----- Extracted material

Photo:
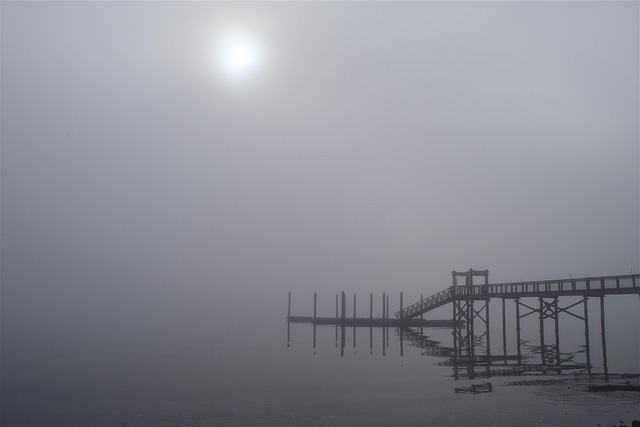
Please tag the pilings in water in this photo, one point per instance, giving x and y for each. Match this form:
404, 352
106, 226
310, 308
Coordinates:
471, 320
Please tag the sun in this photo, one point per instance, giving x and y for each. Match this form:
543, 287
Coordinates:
239, 55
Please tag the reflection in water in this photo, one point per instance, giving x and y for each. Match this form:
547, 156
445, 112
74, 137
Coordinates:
476, 364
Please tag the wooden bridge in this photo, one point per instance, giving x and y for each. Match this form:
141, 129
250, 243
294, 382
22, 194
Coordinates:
470, 320
586, 287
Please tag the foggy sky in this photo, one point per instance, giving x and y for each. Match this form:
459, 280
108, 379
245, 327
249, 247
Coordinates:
381, 146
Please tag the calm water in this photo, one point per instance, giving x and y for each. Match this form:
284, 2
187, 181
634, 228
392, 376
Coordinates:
247, 374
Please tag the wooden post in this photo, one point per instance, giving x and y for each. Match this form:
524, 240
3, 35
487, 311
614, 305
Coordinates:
543, 360
487, 324
387, 306
517, 300
337, 319
557, 329
315, 297
586, 333
354, 305
289, 323
384, 301
387, 318
504, 332
604, 337
371, 305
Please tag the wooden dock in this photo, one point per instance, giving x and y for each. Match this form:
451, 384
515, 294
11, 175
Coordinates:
371, 322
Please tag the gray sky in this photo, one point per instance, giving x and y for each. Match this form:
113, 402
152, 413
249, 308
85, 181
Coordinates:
376, 147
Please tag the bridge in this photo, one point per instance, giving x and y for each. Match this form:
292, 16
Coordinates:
470, 304
586, 287
470, 320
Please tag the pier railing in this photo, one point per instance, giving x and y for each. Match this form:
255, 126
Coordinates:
585, 286
424, 305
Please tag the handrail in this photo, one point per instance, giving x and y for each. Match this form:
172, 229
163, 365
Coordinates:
579, 285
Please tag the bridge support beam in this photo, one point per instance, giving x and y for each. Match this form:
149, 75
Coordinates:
586, 333
604, 336
504, 332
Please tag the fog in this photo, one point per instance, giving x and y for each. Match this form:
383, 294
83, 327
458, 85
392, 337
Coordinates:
149, 198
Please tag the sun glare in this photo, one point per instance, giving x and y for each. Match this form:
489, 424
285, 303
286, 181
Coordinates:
239, 55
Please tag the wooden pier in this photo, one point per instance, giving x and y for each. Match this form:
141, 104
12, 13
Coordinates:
470, 320
369, 322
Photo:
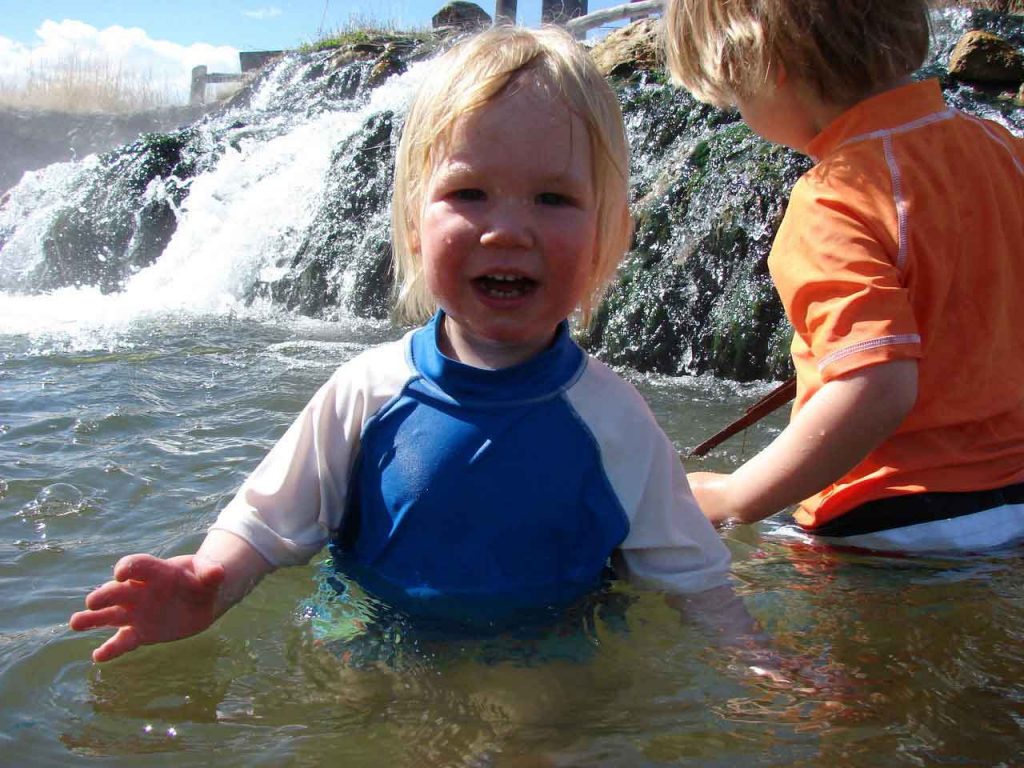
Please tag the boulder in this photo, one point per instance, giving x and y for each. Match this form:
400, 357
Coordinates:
984, 57
630, 49
461, 15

----------

Could you recast every entry above as a numbered list, one line per item, with blank lines dropped and the pictures left out?

_Output of the exercise_:
1. Photo:
2. Please tag the pilings in water in this photo, one point per instance, giving x and y for each. Match this form:
3. 404, 352
4. 106, 226
5. 310, 308
6. Coordinates:
7. 471, 320
8. Please tag the sun in this photo, one point per instance, giving x and y for each. Match this form:
9. 543, 287
10. Coordinates:
11. 239, 55
12. Please tag the reflection in water in this photo, one point per instance, giving x and y for each. Match this form:
13. 547, 156
14. 445, 112
15. 74, 137
16. Coordinates:
17. 476, 364
18. Please tag the wooden bridge in this photo, one point per instance, giving x and y for each. Match this form:
19. 141, 129
20. 250, 243
21. 294, 382
22. 22, 194
23. Coordinates:
24. 470, 320
25. 586, 287
26. Please tag the foggy sky in this photo, one point per instance, giving x and y for each. Match this form:
27. 459, 280
28. 108, 379
29. 245, 327
30. 249, 247
31. Coordinates:
32. 381, 146
33. Please tag the calm water in this photo, one point per instance, giving x and y for each. Match this form:
34. 284, 2
35. 187, 181
36. 634, 228
37. 392, 376
38. Coordinates:
39. 247, 374
40. Please tag the wooden post in this photo, one point per instance, giving x and y for each. Match this form:
41. 524, 240
42. 3, 35
43. 487, 311
44. 614, 305
45. Coordinates:
46. 543, 360
47. 487, 324
48. 387, 306
49. 517, 300
50. 337, 319
51. 557, 329
52. 315, 297
53. 586, 333
54. 354, 305
55. 289, 323
56. 384, 301
57. 387, 318
58. 504, 332
59. 604, 337
60. 371, 305
61. Please tag the wooden dock in this photo, one point per instance, giving x and y for each. Match this form:
62. 451, 384
63. 515, 294
64. 11, 175
65. Coordinates:
66. 371, 322
67. Please tag the gray sky in this photo, one point per instance, giving x and y for each. Match this form:
68. 113, 402
69. 152, 413
70. 249, 308
71. 85, 181
72. Coordinates:
73. 376, 147
74. Please tag the bridge in this photo, one point per instance, giving x and y for each. Match this form:
75. 292, 16
76. Coordinates:
77. 470, 304
78. 586, 287
79. 470, 320
80. Please tag the pier railing in this photo, one point per instance, giving x and y for each. Match this form:
81. 255, 126
82. Coordinates:
83. 585, 286
84. 424, 305
85. Please tag the handrail in this photo, one point per instance, giving x and y for each. Match this form:
86. 172, 229
87. 163, 365
88. Coordinates:
89. 579, 285
90. Please tag the bridge support beam in this photo, one point per instance, giving x and y for each. Match this form:
91. 149, 75
92. Coordinates:
93. 586, 333
94. 604, 336
95. 504, 332
96. Please tag the fog in this photo, one point per instance, giving x and y for each. Match this form:
97. 383, 294
98. 83, 327
99. 458, 85
100. 392, 337
101. Coordinates:
102. 149, 198
103. Please tag the sun glare in this photo, one point per instance, giving x and y for each. Match this form:
104. 489, 424
105. 285, 303
106. 286, 181
107. Coordinates:
108. 239, 55
109. Please tag the wooden pier in this photo, one point per instance, giving x and y for each. Match this form:
110. 141, 104
111. 12, 13
112. Coordinates:
113. 470, 320
114. 369, 322
115. Photo:
116. Please tag the boulder in this photo, one point per instance, giving x and y for each. Match this form:
117. 400, 357
118. Coordinates:
119. 984, 57
120. 630, 49
121. 461, 15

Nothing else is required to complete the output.